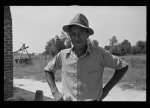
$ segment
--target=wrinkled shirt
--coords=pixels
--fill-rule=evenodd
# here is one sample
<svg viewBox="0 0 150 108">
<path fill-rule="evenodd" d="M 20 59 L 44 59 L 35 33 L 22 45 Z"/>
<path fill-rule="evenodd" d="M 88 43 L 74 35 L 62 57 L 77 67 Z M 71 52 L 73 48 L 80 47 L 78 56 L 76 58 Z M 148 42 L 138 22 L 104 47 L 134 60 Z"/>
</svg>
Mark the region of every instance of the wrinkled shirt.
<svg viewBox="0 0 150 108">
<path fill-rule="evenodd" d="M 103 93 L 103 71 L 105 67 L 115 70 L 127 66 L 124 60 L 110 54 L 101 47 L 88 45 L 80 58 L 73 48 L 61 50 L 44 68 L 50 72 L 61 69 L 62 94 L 64 100 L 98 100 Z"/>
</svg>

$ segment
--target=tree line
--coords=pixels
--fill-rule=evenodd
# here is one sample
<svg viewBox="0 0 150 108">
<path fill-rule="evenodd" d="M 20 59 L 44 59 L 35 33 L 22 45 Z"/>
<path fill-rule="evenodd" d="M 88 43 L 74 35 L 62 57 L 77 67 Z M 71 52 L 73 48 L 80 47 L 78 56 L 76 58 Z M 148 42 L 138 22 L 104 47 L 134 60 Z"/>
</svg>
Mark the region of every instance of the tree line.
<svg viewBox="0 0 150 108">
<path fill-rule="evenodd" d="M 110 44 L 105 46 L 104 49 L 109 50 L 114 55 L 124 56 L 127 54 L 146 54 L 146 41 L 139 40 L 136 42 L 136 45 L 132 46 L 127 39 L 124 39 L 121 43 L 118 43 L 116 36 L 112 36 L 109 41 Z"/>
<path fill-rule="evenodd" d="M 146 41 L 137 41 L 136 45 L 131 46 L 131 43 L 125 39 L 123 42 L 118 43 L 116 36 L 112 36 L 109 39 L 110 44 L 105 46 L 104 49 L 110 51 L 113 55 L 124 56 L 127 54 L 145 54 L 146 53 Z M 88 43 L 92 46 L 99 46 L 97 40 L 91 40 L 88 38 Z M 51 55 L 54 57 L 59 51 L 71 48 L 71 40 L 65 32 L 61 32 L 60 36 L 56 35 L 54 38 L 50 39 L 45 45 L 45 51 L 42 53 L 44 55 Z"/>
<path fill-rule="evenodd" d="M 99 46 L 97 40 L 88 39 L 88 43 L 93 46 Z M 46 43 L 45 51 L 42 54 L 54 57 L 59 51 L 71 48 L 71 46 L 72 44 L 68 34 L 62 31 L 60 36 L 56 35 Z"/>
</svg>

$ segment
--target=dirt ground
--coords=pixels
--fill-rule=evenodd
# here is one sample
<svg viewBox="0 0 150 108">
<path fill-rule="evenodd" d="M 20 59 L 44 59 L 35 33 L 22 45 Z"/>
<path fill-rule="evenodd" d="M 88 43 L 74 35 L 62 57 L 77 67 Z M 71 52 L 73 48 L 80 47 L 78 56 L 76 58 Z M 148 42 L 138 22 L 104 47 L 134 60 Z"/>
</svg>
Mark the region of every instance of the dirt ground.
<svg viewBox="0 0 150 108">
<path fill-rule="evenodd" d="M 61 82 L 56 83 L 61 92 Z M 36 90 L 42 90 L 44 101 L 54 101 L 47 82 L 14 78 L 14 97 L 34 101 Z M 121 89 L 116 85 L 103 101 L 146 101 L 146 90 Z"/>
</svg>

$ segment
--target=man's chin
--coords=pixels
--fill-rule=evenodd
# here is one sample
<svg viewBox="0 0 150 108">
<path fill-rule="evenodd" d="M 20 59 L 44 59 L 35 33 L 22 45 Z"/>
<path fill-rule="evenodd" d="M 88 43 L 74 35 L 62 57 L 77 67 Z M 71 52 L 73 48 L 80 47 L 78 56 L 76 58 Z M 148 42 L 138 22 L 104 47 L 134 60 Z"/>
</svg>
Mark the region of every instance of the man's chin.
<svg viewBox="0 0 150 108">
<path fill-rule="evenodd" d="M 81 44 L 76 44 L 74 47 L 76 47 L 76 48 L 82 48 L 83 46 Z"/>
</svg>

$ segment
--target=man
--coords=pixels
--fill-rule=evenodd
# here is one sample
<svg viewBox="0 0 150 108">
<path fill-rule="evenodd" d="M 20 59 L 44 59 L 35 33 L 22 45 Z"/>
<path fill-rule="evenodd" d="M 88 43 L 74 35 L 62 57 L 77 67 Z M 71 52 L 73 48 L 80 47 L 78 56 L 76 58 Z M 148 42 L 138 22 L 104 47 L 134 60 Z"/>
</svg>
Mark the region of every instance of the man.
<svg viewBox="0 0 150 108">
<path fill-rule="evenodd" d="M 61 50 L 44 68 L 54 99 L 102 101 L 128 70 L 127 63 L 103 48 L 87 43 L 94 31 L 83 14 L 77 14 L 63 30 L 69 34 L 73 47 Z M 115 73 L 103 88 L 105 67 L 115 69 Z M 55 84 L 54 74 L 58 69 L 61 69 L 62 93 Z"/>
</svg>

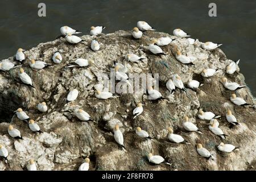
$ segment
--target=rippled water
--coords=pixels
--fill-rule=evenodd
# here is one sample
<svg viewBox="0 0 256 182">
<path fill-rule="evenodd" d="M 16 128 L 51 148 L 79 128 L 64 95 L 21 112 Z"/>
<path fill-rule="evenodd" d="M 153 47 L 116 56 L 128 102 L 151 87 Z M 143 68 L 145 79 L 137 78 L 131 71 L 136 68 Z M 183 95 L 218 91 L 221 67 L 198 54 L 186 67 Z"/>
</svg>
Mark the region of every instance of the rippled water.
<svg viewBox="0 0 256 182">
<path fill-rule="evenodd" d="M 0 2 L 0 59 L 17 48 L 30 49 L 53 40 L 59 28 L 68 25 L 88 34 L 92 25 L 104 25 L 104 32 L 131 30 L 144 20 L 159 31 L 172 34 L 181 28 L 201 42 L 221 43 L 228 59 L 241 59 L 241 72 L 256 96 L 255 1 L 6 1 Z M 38 16 L 44 2 L 47 16 Z M 217 17 L 208 16 L 210 2 Z"/>
</svg>

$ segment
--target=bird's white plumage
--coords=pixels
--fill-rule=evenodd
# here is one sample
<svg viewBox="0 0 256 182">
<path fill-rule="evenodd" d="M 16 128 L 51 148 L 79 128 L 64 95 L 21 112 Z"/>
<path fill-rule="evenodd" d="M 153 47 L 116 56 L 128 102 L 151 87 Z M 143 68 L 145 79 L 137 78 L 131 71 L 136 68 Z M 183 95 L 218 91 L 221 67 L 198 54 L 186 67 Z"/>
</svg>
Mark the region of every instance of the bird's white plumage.
<svg viewBox="0 0 256 182">
<path fill-rule="evenodd" d="M 67 97 L 67 100 L 68 101 L 75 101 L 77 98 L 78 94 L 79 91 L 76 89 L 70 91 Z"/>
</svg>

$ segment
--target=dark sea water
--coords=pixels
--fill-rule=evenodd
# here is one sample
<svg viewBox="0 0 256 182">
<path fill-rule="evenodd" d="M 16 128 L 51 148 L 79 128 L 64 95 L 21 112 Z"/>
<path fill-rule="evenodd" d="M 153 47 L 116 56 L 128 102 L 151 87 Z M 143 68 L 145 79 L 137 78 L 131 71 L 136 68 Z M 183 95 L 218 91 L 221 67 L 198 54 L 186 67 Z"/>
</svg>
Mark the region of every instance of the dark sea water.
<svg viewBox="0 0 256 182">
<path fill-rule="evenodd" d="M 46 4 L 46 17 L 38 15 L 38 5 Z M 217 17 L 209 17 L 208 5 L 217 4 Z M 144 20 L 159 31 L 172 34 L 181 28 L 201 42 L 223 43 L 228 58 L 241 59 L 241 72 L 256 96 L 256 1 L 6 1 L 0 2 L 0 59 L 17 49 L 28 49 L 53 40 L 61 26 L 88 34 L 92 25 L 104 32 L 130 30 Z"/>
</svg>

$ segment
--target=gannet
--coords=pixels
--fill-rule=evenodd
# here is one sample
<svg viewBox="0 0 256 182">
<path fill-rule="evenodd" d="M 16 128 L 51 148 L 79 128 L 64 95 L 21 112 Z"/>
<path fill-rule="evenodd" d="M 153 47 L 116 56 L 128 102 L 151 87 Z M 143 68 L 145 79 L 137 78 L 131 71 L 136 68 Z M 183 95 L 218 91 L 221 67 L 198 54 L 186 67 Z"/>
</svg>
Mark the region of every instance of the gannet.
<svg viewBox="0 0 256 182">
<path fill-rule="evenodd" d="M 195 65 L 189 57 L 187 56 L 181 55 L 181 53 L 180 51 L 177 51 L 175 57 L 179 61 L 180 61 L 182 64 Z"/>
<path fill-rule="evenodd" d="M 74 30 L 68 26 L 63 26 L 60 28 L 60 32 L 62 35 L 66 36 L 68 34 L 81 34 L 81 32 L 77 32 L 78 30 Z"/>
<path fill-rule="evenodd" d="M 182 82 L 181 78 L 177 74 L 175 74 L 172 76 L 172 81 L 174 85 L 177 88 L 181 89 L 182 90 L 186 92 L 186 89 L 184 86 L 183 82 Z"/>
<path fill-rule="evenodd" d="M 68 41 L 71 44 L 77 44 L 82 40 L 76 35 L 72 35 L 71 34 L 68 34 L 65 36 L 67 41 Z"/>
<path fill-rule="evenodd" d="M 216 123 L 217 123 L 217 122 L 218 123 L 218 121 L 217 121 L 216 119 L 214 119 L 213 121 L 213 123 L 210 124 L 209 126 L 209 129 L 214 134 L 215 134 L 217 136 L 219 136 L 220 137 L 221 137 L 222 139 L 226 139 L 226 136 L 228 136 L 228 135 L 225 134 L 223 133 L 222 130 L 220 128 L 218 127 L 218 126 L 217 126 L 217 125 L 216 124 Z"/>
<path fill-rule="evenodd" d="M 79 167 L 79 171 L 88 171 L 90 163 L 90 159 L 86 158 L 84 159 L 84 163 L 82 163 Z"/>
<path fill-rule="evenodd" d="M 201 73 L 201 75 L 204 77 L 209 77 L 216 73 L 216 70 L 212 68 L 204 69 Z"/>
<path fill-rule="evenodd" d="M 199 110 L 198 117 L 203 120 L 210 120 L 212 118 L 218 118 L 221 117 L 220 115 L 215 117 L 215 114 L 212 112 L 204 112 L 201 109 Z"/>
<path fill-rule="evenodd" d="M 174 134 L 174 130 L 171 127 L 168 128 L 168 139 L 169 140 L 170 140 L 171 142 L 174 142 L 176 143 L 187 143 L 187 141 L 185 141 L 183 137 L 179 135 L 175 134 Z"/>
<path fill-rule="evenodd" d="M 228 79 L 226 77 L 222 78 L 222 84 L 225 88 L 229 90 L 234 91 L 242 89 L 246 86 L 246 85 L 240 85 L 235 82 L 228 82 Z"/>
<path fill-rule="evenodd" d="M 162 37 L 156 39 L 156 44 L 158 46 L 167 46 L 169 45 L 172 40 L 174 40 L 168 36 Z"/>
<path fill-rule="evenodd" d="M 122 132 L 119 130 L 119 125 L 115 125 L 114 130 L 114 138 L 115 142 L 118 143 L 122 147 L 125 149 L 125 146 L 123 145 L 123 136 Z"/>
<path fill-rule="evenodd" d="M 13 125 L 9 125 L 8 127 L 8 133 L 10 136 L 15 139 L 23 139 L 19 130 L 14 129 Z"/>
<path fill-rule="evenodd" d="M 0 156 L 5 158 L 5 160 L 7 160 L 8 155 L 8 151 L 6 148 L 0 144 Z"/>
<path fill-rule="evenodd" d="M 101 34 L 102 32 L 102 30 L 105 28 L 106 28 L 106 27 L 104 26 L 97 26 L 96 27 L 94 26 L 92 26 L 90 27 L 90 35 L 97 36 L 99 34 Z"/>
<path fill-rule="evenodd" d="M 95 97 L 99 99 L 108 99 L 109 98 L 113 98 L 113 94 L 108 92 L 101 92 L 100 90 L 96 90 L 95 92 Z"/>
<path fill-rule="evenodd" d="M 46 105 L 46 103 L 45 102 L 43 102 L 42 103 L 39 103 L 38 105 L 38 109 L 39 111 L 42 113 L 45 113 L 47 111 L 47 106 Z"/>
<path fill-rule="evenodd" d="M 77 118 L 83 121 L 93 120 L 89 114 L 82 109 L 76 109 L 74 111 L 74 114 Z"/>
<path fill-rule="evenodd" d="M 211 42 L 207 42 L 202 44 L 202 47 L 204 49 L 211 51 L 215 49 L 216 48 L 218 48 L 222 44 L 214 44 Z"/>
<path fill-rule="evenodd" d="M 28 127 L 32 131 L 38 132 L 39 133 L 43 133 L 41 131 L 39 126 L 37 123 L 35 123 L 35 121 L 33 119 L 30 119 Z"/>
<path fill-rule="evenodd" d="M 39 61 L 35 61 L 34 59 L 32 59 L 30 62 L 30 66 L 31 68 L 36 69 L 42 69 L 44 68 L 49 67 L 50 65 Z"/>
<path fill-rule="evenodd" d="M 210 152 L 205 148 L 203 147 L 203 145 L 201 143 L 197 143 L 196 144 L 196 151 L 200 155 L 207 159 L 212 158 L 212 155 Z"/>
<path fill-rule="evenodd" d="M 223 142 L 221 142 L 217 148 L 221 152 L 229 153 L 234 150 L 238 149 L 240 147 L 235 147 L 231 144 L 224 144 Z"/>
<path fill-rule="evenodd" d="M 174 30 L 173 34 L 174 36 L 176 36 L 178 38 L 185 38 L 190 36 L 190 35 L 188 35 L 187 33 L 185 33 L 184 31 L 183 31 L 180 28 Z"/>
<path fill-rule="evenodd" d="M 71 63 L 68 65 L 67 68 L 72 68 L 75 67 L 84 67 L 89 65 L 94 64 L 94 61 L 93 60 L 89 60 L 82 58 L 77 59 L 75 62 Z"/>
<path fill-rule="evenodd" d="M 139 30 L 137 27 L 134 27 L 133 29 L 133 32 L 131 33 L 134 39 L 138 39 L 141 38 L 142 36 L 142 32 Z"/>
<path fill-rule="evenodd" d="M 23 51 L 25 51 L 25 50 L 22 49 L 21 48 L 18 49 L 15 55 L 15 58 L 17 61 L 22 62 L 25 60 L 25 55 Z"/>
<path fill-rule="evenodd" d="M 142 130 L 139 127 L 137 127 L 136 128 L 136 134 L 138 135 L 138 136 L 141 138 L 152 139 L 149 136 L 147 131 Z"/>
<path fill-rule="evenodd" d="M 195 80 L 189 79 L 187 84 L 188 87 L 192 89 L 196 89 L 198 88 L 200 86 L 203 85 L 203 84 L 201 84 L 199 81 Z"/>
<path fill-rule="evenodd" d="M 229 109 L 228 110 L 226 118 L 229 123 L 230 123 L 234 126 L 240 125 L 240 124 L 237 122 L 237 118 L 232 114 L 232 112 Z"/>
<path fill-rule="evenodd" d="M 229 65 L 226 67 L 226 72 L 228 74 L 232 75 L 237 70 L 237 67 L 238 66 L 239 61 L 240 60 L 236 62 L 232 61 Z"/>
<path fill-rule="evenodd" d="M 90 48 L 93 51 L 97 51 L 100 50 L 100 44 L 96 40 L 93 40 L 90 44 Z"/>
<path fill-rule="evenodd" d="M 32 84 L 32 80 L 30 77 L 24 72 L 24 69 L 20 68 L 19 69 L 19 77 L 25 85 L 34 88 Z"/>
<path fill-rule="evenodd" d="M 147 155 L 147 159 L 150 163 L 152 163 L 155 164 L 159 164 L 164 162 L 165 164 L 171 165 L 171 164 L 166 162 L 164 159 L 160 155 L 153 155 L 152 153 L 150 153 Z"/>
<path fill-rule="evenodd" d="M 69 102 L 75 101 L 77 98 L 78 94 L 79 91 L 76 89 L 70 91 L 68 94 L 68 96 L 67 96 L 67 102 Z"/>
<path fill-rule="evenodd" d="M 16 115 L 17 115 L 17 117 L 22 121 L 25 121 L 27 122 L 28 119 L 30 119 L 30 117 L 21 108 L 18 109 L 15 112 L 16 113 Z"/>
<path fill-rule="evenodd" d="M 200 134 L 202 134 L 197 127 L 188 119 L 188 117 L 187 115 L 184 117 L 184 121 L 182 123 L 182 126 L 187 131 L 196 131 Z"/>
<path fill-rule="evenodd" d="M 13 63 L 4 60 L 2 63 L 0 63 L 0 70 L 8 71 L 10 69 L 13 68 L 15 65 Z"/>
<path fill-rule="evenodd" d="M 33 159 L 30 160 L 29 164 L 27 166 L 27 171 L 36 171 L 36 166 Z"/>
<path fill-rule="evenodd" d="M 250 104 L 246 103 L 246 102 L 241 97 L 237 97 L 235 94 L 233 94 L 230 97 L 230 101 L 233 104 L 238 106 L 248 106 Z"/>
<path fill-rule="evenodd" d="M 52 56 L 52 60 L 56 64 L 60 64 L 62 61 L 62 56 L 59 52 L 55 52 Z"/>
<path fill-rule="evenodd" d="M 146 22 L 138 21 L 137 22 L 137 27 L 141 31 L 155 30 Z"/>
<path fill-rule="evenodd" d="M 138 63 L 141 60 L 146 59 L 146 58 L 141 57 L 134 54 L 127 54 L 125 56 L 125 59 L 127 59 L 128 61 L 137 63 Z"/>
<path fill-rule="evenodd" d="M 168 81 L 166 82 L 166 88 L 171 92 L 171 93 L 172 93 L 175 90 L 175 85 L 171 78 L 168 80 Z"/>
<path fill-rule="evenodd" d="M 153 39 L 150 42 L 150 44 L 148 46 L 148 49 L 151 52 L 154 53 L 154 55 L 165 55 L 166 53 L 163 52 L 163 50 L 161 48 L 156 45 L 155 45 L 155 43 L 157 43 L 157 40 L 156 39 Z"/>
</svg>

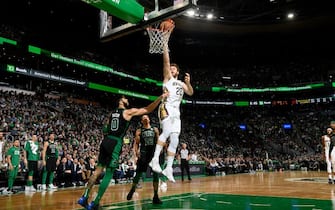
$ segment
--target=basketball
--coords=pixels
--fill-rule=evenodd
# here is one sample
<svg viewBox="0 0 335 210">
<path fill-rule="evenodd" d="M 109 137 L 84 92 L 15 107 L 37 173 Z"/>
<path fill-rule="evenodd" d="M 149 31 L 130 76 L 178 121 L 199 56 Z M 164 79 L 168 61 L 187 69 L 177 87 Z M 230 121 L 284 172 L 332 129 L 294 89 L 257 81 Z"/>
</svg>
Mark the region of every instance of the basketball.
<svg viewBox="0 0 335 210">
<path fill-rule="evenodd" d="M 175 27 L 174 21 L 172 19 L 167 19 L 161 22 L 159 29 L 161 31 L 172 31 Z"/>
</svg>

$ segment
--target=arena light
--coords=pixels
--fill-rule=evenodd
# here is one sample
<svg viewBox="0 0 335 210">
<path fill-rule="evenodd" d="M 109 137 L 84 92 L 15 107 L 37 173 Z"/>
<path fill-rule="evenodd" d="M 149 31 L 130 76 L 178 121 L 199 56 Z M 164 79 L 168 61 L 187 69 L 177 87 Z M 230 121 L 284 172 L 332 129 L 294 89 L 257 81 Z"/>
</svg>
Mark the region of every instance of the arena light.
<svg viewBox="0 0 335 210">
<path fill-rule="evenodd" d="M 190 10 L 188 10 L 188 11 L 186 12 L 186 14 L 187 14 L 188 16 L 193 17 L 193 16 L 195 15 L 195 11 L 194 11 L 193 9 L 190 9 Z"/>
<path fill-rule="evenodd" d="M 290 12 L 287 14 L 287 18 L 288 19 L 293 19 L 295 17 L 294 13 L 293 12 Z"/>
<path fill-rule="evenodd" d="M 213 19 L 214 15 L 213 15 L 213 13 L 208 13 L 206 17 L 207 17 L 207 19 L 211 20 L 211 19 Z"/>
</svg>

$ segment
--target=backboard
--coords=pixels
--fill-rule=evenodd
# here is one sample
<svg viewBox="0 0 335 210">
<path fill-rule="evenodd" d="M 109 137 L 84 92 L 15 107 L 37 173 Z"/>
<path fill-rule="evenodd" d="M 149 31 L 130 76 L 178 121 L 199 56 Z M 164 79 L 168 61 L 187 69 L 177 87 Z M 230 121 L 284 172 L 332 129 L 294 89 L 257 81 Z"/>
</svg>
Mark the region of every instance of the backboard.
<svg viewBox="0 0 335 210">
<path fill-rule="evenodd" d="M 115 1 L 115 0 L 114 0 Z M 122 0 L 119 0 L 122 1 Z M 112 12 L 100 10 L 100 40 L 108 42 L 121 36 L 146 29 L 166 18 L 173 18 L 196 6 L 197 0 L 137 0 L 143 9 L 143 18 L 131 23 Z"/>
</svg>

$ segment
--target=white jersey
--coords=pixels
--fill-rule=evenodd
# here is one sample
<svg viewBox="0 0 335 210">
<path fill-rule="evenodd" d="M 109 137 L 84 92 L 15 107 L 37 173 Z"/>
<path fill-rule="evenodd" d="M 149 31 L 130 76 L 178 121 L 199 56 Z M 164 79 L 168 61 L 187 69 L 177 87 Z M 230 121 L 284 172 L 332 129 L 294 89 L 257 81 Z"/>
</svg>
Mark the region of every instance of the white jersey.
<svg viewBox="0 0 335 210">
<path fill-rule="evenodd" d="M 4 146 L 4 141 L 0 141 L 0 162 L 2 161 L 2 156 L 3 156 L 3 154 L 2 154 L 2 148 L 3 148 L 3 146 Z"/>
<path fill-rule="evenodd" d="M 165 106 L 169 111 L 169 115 L 180 115 L 179 106 L 184 96 L 183 82 L 175 78 L 171 78 L 163 84 L 163 89 L 169 91 L 169 96 L 165 100 Z"/>
<path fill-rule="evenodd" d="M 180 158 L 181 159 L 187 159 L 188 158 L 188 150 L 187 149 L 181 149 L 180 150 Z"/>
<path fill-rule="evenodd" d="M 329 149 L 330 149 L 330 138 L 329 138 L 329 136 L 324 135 L 323 140 L 324 140 L 324 144 L 325 144 L 325 147 L 324 147 L 325 151 L 329 152 Z"/>
</svg>

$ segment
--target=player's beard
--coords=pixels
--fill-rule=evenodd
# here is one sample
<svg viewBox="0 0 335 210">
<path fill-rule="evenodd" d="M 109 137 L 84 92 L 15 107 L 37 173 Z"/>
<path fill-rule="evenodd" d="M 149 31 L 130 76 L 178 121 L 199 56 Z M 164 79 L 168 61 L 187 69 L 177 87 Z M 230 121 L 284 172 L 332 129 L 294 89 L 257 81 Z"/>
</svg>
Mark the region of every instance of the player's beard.
<svg viewBox="0 0 335 210">
<path fill-rule="evenodd" d="M 129 109 L 129 102 L 124 103 L 124 108 Z"/>
</svg>

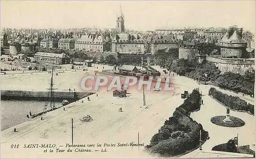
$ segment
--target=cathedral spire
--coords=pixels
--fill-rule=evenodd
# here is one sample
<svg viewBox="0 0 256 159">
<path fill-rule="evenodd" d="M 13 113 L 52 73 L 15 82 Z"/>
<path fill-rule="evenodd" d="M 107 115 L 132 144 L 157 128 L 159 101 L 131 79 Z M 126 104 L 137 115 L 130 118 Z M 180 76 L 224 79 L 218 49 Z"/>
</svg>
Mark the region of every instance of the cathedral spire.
━━━━━━━━━━
**What the task asks**
Please pull out every line above that contains the word "shirt" and copy each one in full.

**Written solution**
--target=wrinkled shirt
Mark the region of every instance of the wrinkled shirt.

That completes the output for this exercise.